What to do:
Say how many lines of the material below contain the word "mountain", with no other words.

*** Material provided Section Begins ***

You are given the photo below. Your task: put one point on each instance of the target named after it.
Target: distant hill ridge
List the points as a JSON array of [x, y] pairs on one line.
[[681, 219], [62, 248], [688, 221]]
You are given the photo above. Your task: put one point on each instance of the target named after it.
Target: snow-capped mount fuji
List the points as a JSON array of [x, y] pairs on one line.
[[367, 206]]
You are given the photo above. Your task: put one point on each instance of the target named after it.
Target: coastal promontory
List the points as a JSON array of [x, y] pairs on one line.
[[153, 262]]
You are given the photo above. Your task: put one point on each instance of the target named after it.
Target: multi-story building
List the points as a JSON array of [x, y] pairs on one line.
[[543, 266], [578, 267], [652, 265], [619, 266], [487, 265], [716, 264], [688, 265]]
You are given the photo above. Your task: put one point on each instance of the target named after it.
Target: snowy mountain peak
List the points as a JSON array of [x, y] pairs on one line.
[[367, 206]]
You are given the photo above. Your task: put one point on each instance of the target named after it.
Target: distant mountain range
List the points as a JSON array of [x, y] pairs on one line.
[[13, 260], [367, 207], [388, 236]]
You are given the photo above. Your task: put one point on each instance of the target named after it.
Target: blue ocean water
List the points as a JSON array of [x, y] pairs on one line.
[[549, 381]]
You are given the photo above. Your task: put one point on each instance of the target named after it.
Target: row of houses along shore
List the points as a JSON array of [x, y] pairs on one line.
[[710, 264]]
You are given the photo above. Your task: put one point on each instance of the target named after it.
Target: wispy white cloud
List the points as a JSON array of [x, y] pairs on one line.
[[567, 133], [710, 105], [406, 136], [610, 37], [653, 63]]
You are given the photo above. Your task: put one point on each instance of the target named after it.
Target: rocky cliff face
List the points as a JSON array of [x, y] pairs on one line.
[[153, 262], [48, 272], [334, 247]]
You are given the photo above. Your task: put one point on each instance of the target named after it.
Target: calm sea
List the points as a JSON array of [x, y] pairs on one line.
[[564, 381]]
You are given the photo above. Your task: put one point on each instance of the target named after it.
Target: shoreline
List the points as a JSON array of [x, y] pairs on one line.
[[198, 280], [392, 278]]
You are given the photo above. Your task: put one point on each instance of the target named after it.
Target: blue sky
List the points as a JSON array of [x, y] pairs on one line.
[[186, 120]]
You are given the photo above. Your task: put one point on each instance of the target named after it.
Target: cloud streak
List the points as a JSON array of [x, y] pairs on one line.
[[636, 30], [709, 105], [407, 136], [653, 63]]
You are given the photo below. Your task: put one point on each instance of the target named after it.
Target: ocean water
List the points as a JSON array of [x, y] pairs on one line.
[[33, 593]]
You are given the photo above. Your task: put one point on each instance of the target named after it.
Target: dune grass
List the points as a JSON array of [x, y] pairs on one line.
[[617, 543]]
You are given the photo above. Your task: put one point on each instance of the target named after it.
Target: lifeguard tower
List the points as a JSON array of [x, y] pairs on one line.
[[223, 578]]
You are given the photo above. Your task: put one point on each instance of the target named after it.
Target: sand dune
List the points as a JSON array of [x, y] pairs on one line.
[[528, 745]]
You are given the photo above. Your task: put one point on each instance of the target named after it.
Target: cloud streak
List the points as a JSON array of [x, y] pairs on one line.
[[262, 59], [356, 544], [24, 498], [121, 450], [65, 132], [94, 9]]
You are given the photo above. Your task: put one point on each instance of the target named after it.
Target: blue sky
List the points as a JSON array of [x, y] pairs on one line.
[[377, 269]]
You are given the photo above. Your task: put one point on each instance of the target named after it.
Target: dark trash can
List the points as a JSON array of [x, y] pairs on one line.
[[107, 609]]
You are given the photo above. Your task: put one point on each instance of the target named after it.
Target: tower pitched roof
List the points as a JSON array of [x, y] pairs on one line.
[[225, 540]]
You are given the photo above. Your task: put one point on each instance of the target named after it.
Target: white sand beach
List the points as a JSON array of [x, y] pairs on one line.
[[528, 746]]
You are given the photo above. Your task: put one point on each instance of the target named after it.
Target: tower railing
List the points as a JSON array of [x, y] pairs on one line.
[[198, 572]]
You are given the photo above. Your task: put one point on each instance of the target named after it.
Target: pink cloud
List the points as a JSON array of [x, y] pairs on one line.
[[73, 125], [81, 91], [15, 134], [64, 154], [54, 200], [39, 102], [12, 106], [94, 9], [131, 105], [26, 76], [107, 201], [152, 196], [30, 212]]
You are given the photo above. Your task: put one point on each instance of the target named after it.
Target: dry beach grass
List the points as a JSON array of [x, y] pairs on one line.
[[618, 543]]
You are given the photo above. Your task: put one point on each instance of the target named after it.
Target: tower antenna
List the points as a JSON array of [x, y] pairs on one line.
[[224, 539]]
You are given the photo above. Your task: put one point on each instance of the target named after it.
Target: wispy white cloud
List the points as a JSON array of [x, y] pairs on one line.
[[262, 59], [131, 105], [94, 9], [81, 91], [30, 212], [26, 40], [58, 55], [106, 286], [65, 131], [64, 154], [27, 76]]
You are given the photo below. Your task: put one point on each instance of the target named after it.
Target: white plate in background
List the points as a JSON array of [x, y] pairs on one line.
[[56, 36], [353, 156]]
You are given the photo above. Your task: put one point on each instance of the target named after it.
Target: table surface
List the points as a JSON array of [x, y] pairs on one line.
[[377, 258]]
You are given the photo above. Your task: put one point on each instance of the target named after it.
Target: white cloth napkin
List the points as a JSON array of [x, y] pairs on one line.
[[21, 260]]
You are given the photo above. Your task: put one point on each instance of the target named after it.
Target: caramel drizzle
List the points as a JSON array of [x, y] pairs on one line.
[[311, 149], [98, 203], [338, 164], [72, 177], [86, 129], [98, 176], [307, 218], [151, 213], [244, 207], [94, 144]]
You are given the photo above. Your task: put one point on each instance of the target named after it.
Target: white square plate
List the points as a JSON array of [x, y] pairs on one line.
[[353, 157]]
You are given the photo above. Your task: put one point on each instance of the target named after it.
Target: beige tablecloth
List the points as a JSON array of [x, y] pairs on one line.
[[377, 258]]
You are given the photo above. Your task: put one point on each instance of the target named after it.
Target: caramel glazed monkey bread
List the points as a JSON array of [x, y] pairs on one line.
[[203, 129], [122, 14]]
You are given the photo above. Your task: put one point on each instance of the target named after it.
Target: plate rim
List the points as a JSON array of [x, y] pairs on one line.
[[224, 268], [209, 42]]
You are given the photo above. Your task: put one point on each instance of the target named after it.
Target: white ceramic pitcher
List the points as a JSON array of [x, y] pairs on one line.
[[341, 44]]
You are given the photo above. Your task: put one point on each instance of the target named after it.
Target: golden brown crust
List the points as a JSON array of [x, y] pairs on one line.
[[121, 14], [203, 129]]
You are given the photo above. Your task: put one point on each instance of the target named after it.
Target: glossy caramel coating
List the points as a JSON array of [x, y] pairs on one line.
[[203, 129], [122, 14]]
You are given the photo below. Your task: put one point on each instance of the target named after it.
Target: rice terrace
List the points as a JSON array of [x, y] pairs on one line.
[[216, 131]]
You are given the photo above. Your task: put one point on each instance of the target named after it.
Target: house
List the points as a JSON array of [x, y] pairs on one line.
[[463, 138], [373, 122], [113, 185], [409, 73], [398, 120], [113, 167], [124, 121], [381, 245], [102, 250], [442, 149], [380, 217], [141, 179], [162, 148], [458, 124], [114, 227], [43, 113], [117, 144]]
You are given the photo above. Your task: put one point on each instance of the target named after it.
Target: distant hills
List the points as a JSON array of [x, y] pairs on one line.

*** Material provided Section Ends ***

Task answer:
2